+++ Excerpted text
I had a school running for 8 years.  We shut it down and opened back up five years later.  The day we opened, we got 12 of our old students back, and a bunch of new ones.  I offer classes 4 nights per week, plus a 2 hour advanced class once per week.  I have 22 years total MA experience.  I have a 3rd degree black belt in American Shotokan, (AIKA certified) and a 1st degree in TKD, (also certified).  I offer free seminars twice per year from various experts in their field, which is usually pressure points, or ground fighting, and I charge $55.00 per month.  I feel that this is a good deal for what you get.  I don't make much profit, but the school pays for itself, and the students are happy.


----------



## Silat Student (Sep 28, 2004)
++++++
+++ Collected data
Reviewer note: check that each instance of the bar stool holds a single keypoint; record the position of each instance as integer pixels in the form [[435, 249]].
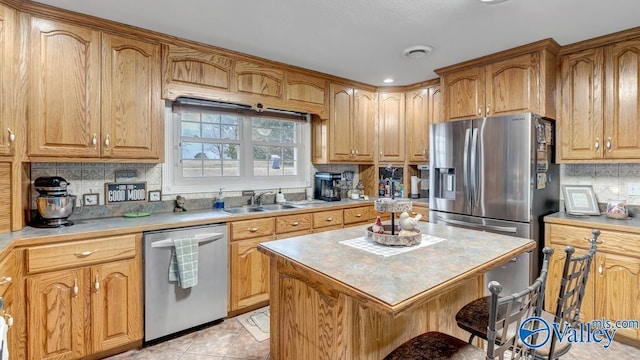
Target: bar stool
[[474, 316], [506, 314]]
++++++
Set problem 1: Summarize the forum excerpt on running a martial arts school in two sentences.
Set problem 2: In the forum excerpt on running a martial arts school, what topics do the free seminars usually cover?
Set problem 3: Carry the forum excerpt on running a martial arts school forward from the point at which it stops.
The material above stands apart from the forum excerpt on running a martial arts school.

Expected answer 1: The writer ran a martial arts school for eight years, shut it down, and reopened it five years later, when twelve former students returned along with many new ones. With 22 years of martial arts experience and certified black belts in American Shotokan and TKD, the writer offers classes four nights a week, a weekly two-hour advanced class, and free seminars twice a year for $55.00 per month, a rate that lets the school pay for itself without much profit.

Expected answer 2: They usually cover pressure points or ground fighting.

Expected answer 3:
Well I'm getting into this teaching racket for two reasons, 1. To get Silat more exposure here in my area (and I was having trouble finding a training partner) 2. To avoid the three hour drive to my instructor (he'll come to me if I can get enough folks here for it to be worth his time). I'm charging $15 a lesson with tuition assistance in cases of hardship. The money is to allow me to better the group and make a few bucks (I'm happy as long as it doesn't cost me to teach). I'll be teaching once a week classes probably on saturday mornings 8-12 or 9-12. Thanks to the folks on this thread I'm considering only charging $50 a month if they pay in advance. Otherwise students pay on a weekly basis.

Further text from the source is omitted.